_The request_.
Nothing but the lines from the one containing "Task: Indicate the green lawn" through the last line should be written out, please, exactly as they stand.

***** Data

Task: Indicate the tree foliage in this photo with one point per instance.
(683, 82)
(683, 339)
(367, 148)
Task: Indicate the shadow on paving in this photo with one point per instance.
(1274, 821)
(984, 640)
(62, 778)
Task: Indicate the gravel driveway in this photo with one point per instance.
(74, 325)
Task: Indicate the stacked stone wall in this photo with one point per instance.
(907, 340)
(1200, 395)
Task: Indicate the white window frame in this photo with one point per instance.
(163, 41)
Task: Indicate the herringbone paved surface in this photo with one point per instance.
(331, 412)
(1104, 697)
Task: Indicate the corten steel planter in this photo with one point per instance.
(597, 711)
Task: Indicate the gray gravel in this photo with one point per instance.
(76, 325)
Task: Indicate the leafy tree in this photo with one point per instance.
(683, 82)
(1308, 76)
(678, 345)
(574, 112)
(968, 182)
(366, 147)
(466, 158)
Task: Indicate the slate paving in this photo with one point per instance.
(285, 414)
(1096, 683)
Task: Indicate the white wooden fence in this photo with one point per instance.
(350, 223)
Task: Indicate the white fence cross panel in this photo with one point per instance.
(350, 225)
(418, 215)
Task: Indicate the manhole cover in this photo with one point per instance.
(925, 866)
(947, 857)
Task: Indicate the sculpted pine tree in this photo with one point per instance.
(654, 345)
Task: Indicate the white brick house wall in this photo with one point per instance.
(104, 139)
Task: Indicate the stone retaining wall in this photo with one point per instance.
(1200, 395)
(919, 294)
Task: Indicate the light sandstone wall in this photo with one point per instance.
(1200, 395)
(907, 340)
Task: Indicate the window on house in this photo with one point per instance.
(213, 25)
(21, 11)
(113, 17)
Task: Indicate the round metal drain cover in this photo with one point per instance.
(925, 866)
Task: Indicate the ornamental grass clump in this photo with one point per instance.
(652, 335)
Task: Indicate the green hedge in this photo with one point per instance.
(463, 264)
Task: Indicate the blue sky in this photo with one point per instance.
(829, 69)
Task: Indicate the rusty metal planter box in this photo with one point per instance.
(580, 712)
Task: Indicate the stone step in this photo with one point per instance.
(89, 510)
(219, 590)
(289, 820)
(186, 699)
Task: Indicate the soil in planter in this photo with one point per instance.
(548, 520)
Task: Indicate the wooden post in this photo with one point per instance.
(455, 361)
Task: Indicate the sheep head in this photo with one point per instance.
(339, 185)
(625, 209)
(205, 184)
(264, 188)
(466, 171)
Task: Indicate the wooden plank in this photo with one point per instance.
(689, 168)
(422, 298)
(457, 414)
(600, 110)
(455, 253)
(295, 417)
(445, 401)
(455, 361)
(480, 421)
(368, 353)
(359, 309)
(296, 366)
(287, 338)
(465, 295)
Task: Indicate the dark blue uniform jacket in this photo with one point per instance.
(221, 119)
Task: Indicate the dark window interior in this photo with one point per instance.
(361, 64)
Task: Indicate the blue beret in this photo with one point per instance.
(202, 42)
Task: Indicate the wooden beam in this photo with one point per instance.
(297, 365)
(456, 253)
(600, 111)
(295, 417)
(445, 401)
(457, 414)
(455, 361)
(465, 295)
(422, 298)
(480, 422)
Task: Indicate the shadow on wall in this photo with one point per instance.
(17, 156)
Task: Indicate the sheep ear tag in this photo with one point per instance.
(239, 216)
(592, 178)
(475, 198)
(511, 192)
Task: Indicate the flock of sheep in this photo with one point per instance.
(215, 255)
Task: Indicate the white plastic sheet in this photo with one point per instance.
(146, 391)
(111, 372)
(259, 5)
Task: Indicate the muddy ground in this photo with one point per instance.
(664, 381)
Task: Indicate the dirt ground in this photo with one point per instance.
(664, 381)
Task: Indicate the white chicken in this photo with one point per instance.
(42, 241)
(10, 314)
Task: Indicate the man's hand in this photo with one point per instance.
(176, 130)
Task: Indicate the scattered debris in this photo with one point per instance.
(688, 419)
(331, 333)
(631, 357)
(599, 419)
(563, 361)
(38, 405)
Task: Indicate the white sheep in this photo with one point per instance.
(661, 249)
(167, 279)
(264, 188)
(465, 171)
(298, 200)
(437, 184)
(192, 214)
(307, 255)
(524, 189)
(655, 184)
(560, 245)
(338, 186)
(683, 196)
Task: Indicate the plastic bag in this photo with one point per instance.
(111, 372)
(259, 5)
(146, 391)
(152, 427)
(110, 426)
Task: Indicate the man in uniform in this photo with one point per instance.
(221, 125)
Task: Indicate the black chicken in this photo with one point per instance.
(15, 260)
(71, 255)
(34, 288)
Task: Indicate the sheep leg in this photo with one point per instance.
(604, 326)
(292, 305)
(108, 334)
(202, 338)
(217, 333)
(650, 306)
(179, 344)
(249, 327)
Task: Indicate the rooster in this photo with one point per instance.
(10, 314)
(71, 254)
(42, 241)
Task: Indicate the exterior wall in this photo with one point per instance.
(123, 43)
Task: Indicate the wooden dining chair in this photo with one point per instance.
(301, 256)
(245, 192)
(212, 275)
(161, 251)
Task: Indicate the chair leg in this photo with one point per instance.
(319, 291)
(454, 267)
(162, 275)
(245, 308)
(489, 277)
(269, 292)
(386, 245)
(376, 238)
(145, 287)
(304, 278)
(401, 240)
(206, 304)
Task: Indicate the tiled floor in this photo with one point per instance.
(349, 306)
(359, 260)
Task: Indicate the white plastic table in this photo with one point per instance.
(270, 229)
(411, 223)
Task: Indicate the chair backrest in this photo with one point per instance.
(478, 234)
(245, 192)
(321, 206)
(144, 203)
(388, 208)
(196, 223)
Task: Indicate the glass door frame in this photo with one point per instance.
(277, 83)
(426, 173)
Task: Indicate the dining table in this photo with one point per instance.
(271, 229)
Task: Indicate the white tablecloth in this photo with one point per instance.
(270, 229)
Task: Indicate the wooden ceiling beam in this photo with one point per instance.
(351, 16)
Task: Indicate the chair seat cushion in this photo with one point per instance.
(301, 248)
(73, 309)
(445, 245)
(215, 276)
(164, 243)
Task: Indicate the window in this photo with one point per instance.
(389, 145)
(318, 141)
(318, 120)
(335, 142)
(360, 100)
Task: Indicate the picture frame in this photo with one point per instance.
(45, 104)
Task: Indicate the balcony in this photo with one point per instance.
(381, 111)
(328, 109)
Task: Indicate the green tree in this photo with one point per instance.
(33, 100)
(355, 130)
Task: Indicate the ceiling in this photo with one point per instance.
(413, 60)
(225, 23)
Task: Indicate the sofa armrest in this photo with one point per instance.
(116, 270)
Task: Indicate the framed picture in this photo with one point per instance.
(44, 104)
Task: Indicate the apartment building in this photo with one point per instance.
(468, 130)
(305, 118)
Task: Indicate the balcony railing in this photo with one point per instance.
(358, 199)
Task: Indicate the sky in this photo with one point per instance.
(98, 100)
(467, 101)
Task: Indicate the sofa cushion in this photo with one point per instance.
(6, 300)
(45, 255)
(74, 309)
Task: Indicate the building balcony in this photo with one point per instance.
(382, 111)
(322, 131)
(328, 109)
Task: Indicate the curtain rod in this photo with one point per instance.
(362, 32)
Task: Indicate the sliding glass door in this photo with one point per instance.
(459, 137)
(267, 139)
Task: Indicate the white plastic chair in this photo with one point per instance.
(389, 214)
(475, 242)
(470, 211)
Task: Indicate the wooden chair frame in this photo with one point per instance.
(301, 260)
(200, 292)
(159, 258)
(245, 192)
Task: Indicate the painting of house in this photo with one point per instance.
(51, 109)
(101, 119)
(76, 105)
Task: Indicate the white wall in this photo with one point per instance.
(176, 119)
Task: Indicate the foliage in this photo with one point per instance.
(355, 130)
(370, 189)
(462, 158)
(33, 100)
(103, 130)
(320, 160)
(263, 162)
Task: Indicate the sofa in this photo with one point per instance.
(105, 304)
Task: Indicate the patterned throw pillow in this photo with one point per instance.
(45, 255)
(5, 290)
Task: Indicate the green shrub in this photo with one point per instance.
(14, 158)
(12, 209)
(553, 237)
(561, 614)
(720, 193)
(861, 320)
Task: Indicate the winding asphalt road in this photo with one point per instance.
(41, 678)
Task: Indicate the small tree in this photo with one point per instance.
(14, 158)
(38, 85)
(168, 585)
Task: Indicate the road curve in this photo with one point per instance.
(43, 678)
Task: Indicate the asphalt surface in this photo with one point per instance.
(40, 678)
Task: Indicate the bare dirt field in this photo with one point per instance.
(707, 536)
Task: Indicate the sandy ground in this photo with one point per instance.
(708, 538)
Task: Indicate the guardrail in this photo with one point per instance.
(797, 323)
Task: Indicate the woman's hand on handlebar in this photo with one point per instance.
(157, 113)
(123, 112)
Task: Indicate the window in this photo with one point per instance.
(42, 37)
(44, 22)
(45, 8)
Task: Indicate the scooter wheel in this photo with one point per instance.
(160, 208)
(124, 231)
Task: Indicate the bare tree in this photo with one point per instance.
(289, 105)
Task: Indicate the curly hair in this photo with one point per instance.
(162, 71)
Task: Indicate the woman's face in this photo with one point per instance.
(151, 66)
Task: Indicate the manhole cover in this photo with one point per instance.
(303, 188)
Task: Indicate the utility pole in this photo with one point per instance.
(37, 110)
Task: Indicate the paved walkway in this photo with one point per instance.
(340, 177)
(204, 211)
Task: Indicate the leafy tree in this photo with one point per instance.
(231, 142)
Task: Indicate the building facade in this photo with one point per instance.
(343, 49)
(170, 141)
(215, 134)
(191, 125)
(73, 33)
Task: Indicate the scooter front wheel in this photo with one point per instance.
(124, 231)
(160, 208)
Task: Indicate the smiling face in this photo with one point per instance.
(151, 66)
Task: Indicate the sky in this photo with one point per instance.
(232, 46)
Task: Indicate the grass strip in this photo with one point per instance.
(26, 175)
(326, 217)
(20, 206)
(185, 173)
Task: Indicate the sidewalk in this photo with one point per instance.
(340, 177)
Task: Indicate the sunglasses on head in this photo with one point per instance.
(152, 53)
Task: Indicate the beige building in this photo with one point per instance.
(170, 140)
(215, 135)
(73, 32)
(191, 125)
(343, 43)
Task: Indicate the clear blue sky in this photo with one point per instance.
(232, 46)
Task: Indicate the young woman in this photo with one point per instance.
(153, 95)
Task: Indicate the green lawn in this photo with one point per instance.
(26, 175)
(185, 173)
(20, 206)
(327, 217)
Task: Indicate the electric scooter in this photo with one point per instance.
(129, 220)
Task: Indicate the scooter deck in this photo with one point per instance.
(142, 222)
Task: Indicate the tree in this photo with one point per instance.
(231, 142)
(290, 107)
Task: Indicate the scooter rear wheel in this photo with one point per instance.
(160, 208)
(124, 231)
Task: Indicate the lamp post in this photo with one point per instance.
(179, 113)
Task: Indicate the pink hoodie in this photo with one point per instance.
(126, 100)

**********

_Result of this exercise_.
Task: Indicate the green lawn in this photo with one point per instance.
(26, 175)
(185, 173)
(20, 206)
(327, 217)
Task: Indicate the electric scooter in this photo with one point per instance.
(129, 220)
Task: Indicate the scooter deck in this photo with one point per instance.
(142, 222)
Task: Indicate the tree in this photo with one point per instance.
(231, 142)
(290, 107)
Task: Indicate the scooter rear wheel in this photo with one point per instance.
(160, 208)
(124, 231)
Task: Indicate the lamp post in this photo with one point per instance.
(179, 113)
Task: Indicate the pink hoodie in this photo with one point per instance.
(126, 100)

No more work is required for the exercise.